_EXERCISE DETAILS_
Give back the full data character for character.

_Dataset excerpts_
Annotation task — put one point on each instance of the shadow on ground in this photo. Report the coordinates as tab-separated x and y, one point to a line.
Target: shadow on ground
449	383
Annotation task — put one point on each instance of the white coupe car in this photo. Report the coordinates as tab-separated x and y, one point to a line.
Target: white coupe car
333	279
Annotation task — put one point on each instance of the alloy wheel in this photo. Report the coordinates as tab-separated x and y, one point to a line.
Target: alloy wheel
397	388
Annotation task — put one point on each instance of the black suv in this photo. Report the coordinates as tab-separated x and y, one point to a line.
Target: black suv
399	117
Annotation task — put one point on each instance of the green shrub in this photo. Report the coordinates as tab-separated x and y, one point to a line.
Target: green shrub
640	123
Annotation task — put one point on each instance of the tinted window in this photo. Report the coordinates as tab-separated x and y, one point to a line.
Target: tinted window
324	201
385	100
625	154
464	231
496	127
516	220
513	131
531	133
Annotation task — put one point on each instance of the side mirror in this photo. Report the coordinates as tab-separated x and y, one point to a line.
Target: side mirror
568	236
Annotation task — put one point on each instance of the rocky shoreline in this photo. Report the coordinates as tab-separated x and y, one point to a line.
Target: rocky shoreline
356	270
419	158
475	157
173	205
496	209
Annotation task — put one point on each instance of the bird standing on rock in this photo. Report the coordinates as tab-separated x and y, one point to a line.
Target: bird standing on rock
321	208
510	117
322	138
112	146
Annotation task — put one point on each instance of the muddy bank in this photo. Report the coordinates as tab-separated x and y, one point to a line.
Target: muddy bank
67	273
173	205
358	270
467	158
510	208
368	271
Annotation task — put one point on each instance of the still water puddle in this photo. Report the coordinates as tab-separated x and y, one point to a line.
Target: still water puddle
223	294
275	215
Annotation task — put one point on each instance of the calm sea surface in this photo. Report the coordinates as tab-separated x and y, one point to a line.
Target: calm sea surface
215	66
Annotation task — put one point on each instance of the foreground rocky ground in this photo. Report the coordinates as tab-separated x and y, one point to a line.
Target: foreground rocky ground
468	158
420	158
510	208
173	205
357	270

_TASK RESULT_
Annotation task — put one point on each instance of the shadow on ground in this photo. Report the coordinates as tab-separated x and y, one point to a line.
Target: shadow on ground
449	383
Annotation task — put one point on each instance of the white coupe car in this photo. Report the coordinates as tab-separated x and y, one point to a line.
Target: white coupe car
333	279
Annotation task — put one point on each instance of the alloy wheel in this photo. Report the coordinates as tab-separated x and y, one point to a line.
Target: alloy wheel
397	388
Annotation task — put one point on each instance of the black suv in this photo. Report the coordinates as tab-separated x and y, one point to a line.
Target: black suv
399	117
Annotation task — put one point on each instance of the green shrub in this photo. Report the coordinates as tab-separated x and y, one point to a line.
Target: green shrub
640	123
Annotation task — put one point on each instance of the tinted window in this photo. Report the coordinates as tab-separated x and y, one point to a line.
Target: tinted window
324	201
385	100
625	154
464	231
496	127
516	220
513	131
531	133
Annotation task — put one point on each instance of the side mirror in this photo. Report the coordinates as tab-separated x and y, one point to a line.
Target: side mirror
568	236
Annotation task — put one point on each instance of the rocky shoreline in this photo. Report the coordinates as tab-separated x and y, one point to a line.
Target: rocky shoreline
356	270
419	158
475	157
173	205
496	209
Annotation task — put one point on each instance of the bird standing on rock in this photo. Report the coordinates as tab-separated x and y, one point to a line.
Target: bird standing on rock
321	208
510	117
322	138
112	146
Annotation task — put one point on each instance of the muddy bank in this photo. Report the coordinates as tab-separated x and y, one point to a line.
Target: muddy bank
67	273
173	205
358	270
467	158
510	208
368	271
Annotation task — put one point on each instance of the still water puddle in this photo. Report the coordinates as tab-separated x and y, one point to a line.
Target: still water puddle
223	294
275	215
Annotation task — put one point on each instance of the calm sea surface in this photo. Report the coordinates as tab-separated x and y, one point to a line.
Target: calm sea surface
215	66
Annotation task — put one point on each instance of the foreground rocky ground in this photo. Report the coordinates as tab-separated x and y, one point to a line.
Target: foreground rocky ground
468	158
420	158
510	208
173	205
357	270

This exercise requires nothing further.